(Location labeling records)
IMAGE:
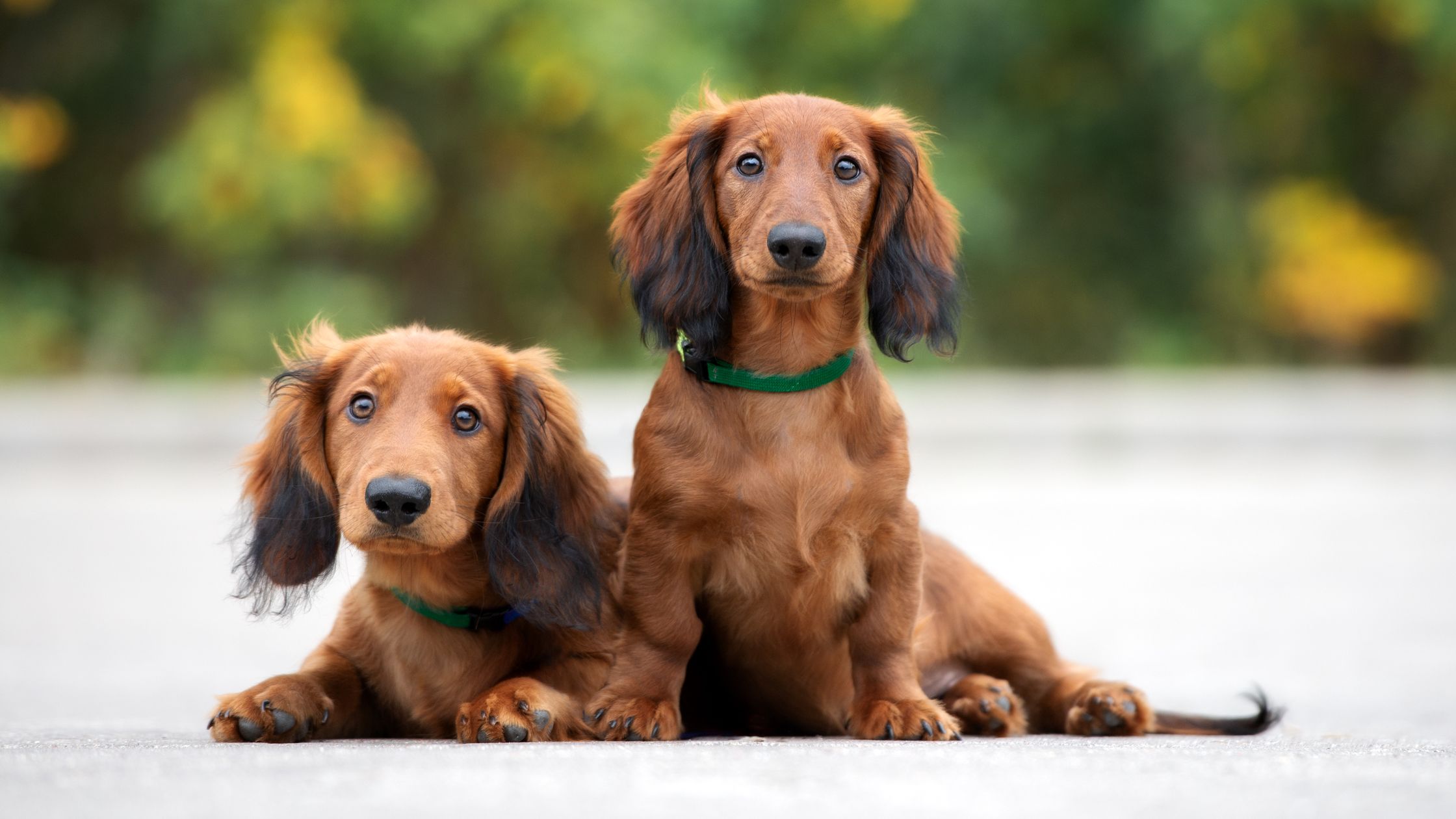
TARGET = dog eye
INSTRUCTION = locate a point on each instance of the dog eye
(361, 407)
(466, 420)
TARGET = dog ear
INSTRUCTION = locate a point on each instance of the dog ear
(913, 247)
(293, 529)
(666, 239)
(547, 521)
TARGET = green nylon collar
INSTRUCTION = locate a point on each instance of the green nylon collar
(714, 370)
(469, 618)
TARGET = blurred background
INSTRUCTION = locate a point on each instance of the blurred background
(1150, 183)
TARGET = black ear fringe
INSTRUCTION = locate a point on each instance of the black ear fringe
(911, 296)
(298, 535)
(684, 281)
(543, 570)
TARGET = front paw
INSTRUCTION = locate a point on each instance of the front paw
(986, 707)
(634, 718)
(519, 710)
(283, 708)
(1110, 708)
(900, 719)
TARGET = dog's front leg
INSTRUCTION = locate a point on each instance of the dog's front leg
(322, 700)
(889, 701)
(658, 634)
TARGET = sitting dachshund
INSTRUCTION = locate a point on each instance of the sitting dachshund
(488, 534)
(769, 523)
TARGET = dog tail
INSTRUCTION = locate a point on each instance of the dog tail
(1267, 718)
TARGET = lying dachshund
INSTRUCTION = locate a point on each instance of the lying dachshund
(769, 516)
(489, 537)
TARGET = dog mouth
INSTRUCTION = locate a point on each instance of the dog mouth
(796, 281)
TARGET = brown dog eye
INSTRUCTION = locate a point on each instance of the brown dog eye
(361, 407)
(466, 420)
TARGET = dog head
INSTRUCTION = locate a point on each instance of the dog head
(792, 197)
(415, 443)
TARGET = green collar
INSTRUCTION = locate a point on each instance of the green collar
(715, 370)
(460, 617)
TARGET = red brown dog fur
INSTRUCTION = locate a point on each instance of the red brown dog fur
(775, 526)
(517, 514)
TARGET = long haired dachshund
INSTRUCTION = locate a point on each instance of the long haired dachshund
(775, 526)
(488, 532)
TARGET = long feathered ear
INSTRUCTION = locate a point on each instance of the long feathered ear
(547, 519)
(915, 244)
(293, 529)
(666, 237)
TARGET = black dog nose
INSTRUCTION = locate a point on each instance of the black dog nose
(796, 245)
(396, 500)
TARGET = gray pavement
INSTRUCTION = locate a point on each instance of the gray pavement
(1188, 534)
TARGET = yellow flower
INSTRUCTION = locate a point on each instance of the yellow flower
(309, 97)
(1337, 273)
(34, 133)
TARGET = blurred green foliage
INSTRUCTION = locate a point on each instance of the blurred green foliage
(1141, 181)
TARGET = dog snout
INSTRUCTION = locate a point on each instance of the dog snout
(396, 500)
(796, 245)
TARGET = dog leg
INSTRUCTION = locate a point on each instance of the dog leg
(889, 701)
(660, 631)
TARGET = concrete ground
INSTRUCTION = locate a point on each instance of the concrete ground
(1188, 534)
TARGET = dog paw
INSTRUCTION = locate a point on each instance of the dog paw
(517, 710)
(900, 719)
(986, 707)
(634, 718)
(1110, 708)
(283, 708)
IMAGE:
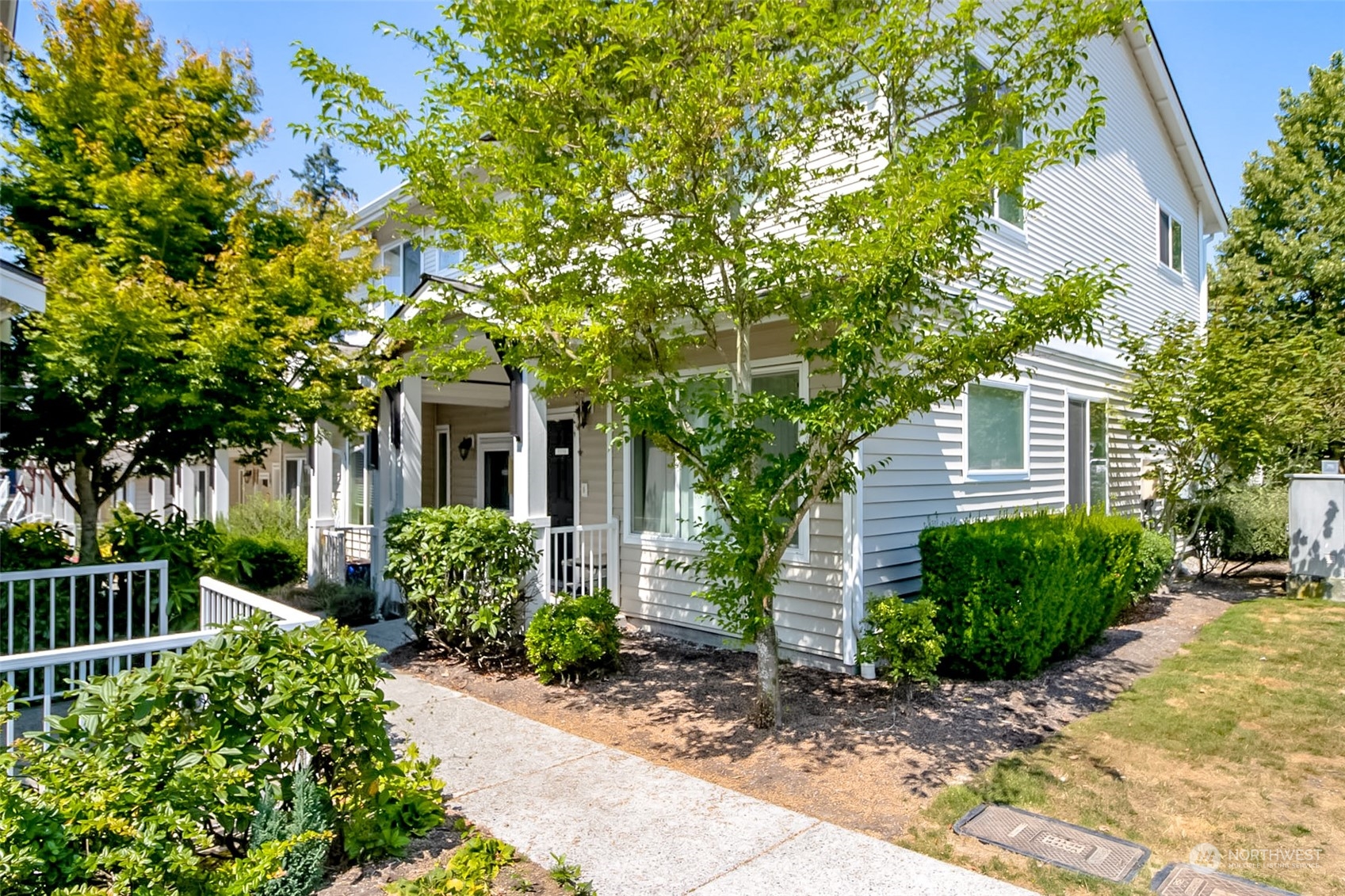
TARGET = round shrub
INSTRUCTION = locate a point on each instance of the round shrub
(350, 604)
(1259, 524)
(575, 638)
(461, 572)
(154, 780)
(266, 562)
(25, 547)
(1156, 559)
(1017, 593)
(903, 641)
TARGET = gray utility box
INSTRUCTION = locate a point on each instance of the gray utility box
(1317, 536)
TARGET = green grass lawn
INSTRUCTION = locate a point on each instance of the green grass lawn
(1238, 742)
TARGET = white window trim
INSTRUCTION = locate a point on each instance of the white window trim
(1018, 231)
(490, 441)
(997, 475)
(349, 482)
(1090, 398)
(797, 556)
(1160, 210)
(399, 244)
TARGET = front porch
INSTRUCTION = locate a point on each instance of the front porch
(487, 441)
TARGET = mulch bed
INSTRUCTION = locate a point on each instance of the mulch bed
(841, 753)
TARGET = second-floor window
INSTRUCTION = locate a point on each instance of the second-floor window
(995, 427)
(401, 264)
(1005, 202)
(1169, 240)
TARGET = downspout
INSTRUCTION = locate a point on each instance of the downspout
(1202, 311)
(613, 536)
(852, 568)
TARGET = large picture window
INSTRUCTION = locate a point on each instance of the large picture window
(995, 428)
(1169, 240)
(663, 501)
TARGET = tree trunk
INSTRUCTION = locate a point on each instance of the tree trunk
(88, 510)
(766, 711)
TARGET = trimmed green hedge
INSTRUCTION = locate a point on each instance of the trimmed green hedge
(1017, 593)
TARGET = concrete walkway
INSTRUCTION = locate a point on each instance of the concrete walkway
(640, 829)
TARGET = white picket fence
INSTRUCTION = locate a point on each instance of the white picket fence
(577, 560)
(334, 549)
(44, 677)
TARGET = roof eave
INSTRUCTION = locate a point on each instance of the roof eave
(1149, 55)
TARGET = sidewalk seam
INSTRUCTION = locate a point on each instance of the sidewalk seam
(816, 822)
(599, 749)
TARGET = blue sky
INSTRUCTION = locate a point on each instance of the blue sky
(1229, 59)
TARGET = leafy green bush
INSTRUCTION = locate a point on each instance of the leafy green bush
(264, 543)
(903, 641)
(350, 604)
(468, 872)
(262, 562)
(1259, 524)
(158, 772)
(575, 637)
(1156, 559)
(25, 547)
(1017, 593)
(461, 570)
(1243, 525)
(193, 549)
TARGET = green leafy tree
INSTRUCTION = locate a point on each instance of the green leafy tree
(1279, 281)
(319, 181)
(185, 308)
(642, 189)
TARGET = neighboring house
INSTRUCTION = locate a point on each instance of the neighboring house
(612, 517)
(26, 493)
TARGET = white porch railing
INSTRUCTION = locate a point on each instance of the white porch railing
(577, 560)
(71, 606)
(46, 677)
(337, 549)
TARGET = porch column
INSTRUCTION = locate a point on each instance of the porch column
(852, 564)
(382, 501)
(411, 459)
(320, 508)
(529, 481)
(221, 490)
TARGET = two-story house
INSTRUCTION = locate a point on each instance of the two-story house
(611, 517)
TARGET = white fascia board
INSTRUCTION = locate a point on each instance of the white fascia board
(1149, 57)
(23, 291)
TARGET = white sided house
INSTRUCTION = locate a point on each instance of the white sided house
(612, 518)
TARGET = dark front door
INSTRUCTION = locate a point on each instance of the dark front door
(560, 471)
(495, 475)
(1076, 454)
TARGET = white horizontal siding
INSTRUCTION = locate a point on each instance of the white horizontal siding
(923, 481)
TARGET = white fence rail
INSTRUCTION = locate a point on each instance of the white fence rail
(71, 606)
(577, 560)
(337, 551)
(44, 678)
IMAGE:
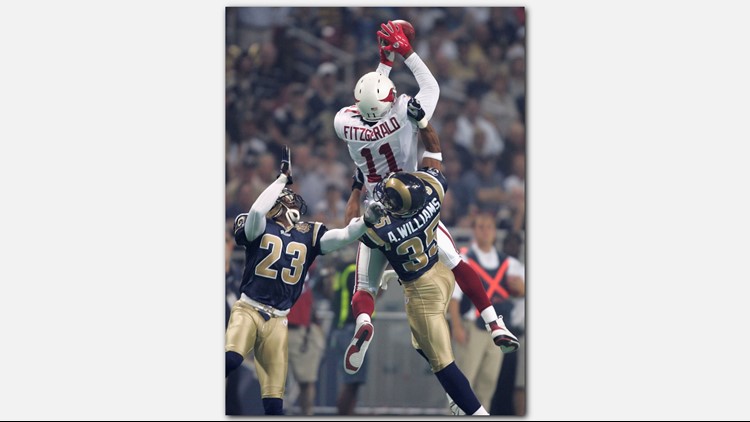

**The task:** Return every line of the records that contains the word "pavement".

**Output of the exercise:**
TARGET = gray pavement
INSTRUCTION = locate a point on each instance of the gray pavement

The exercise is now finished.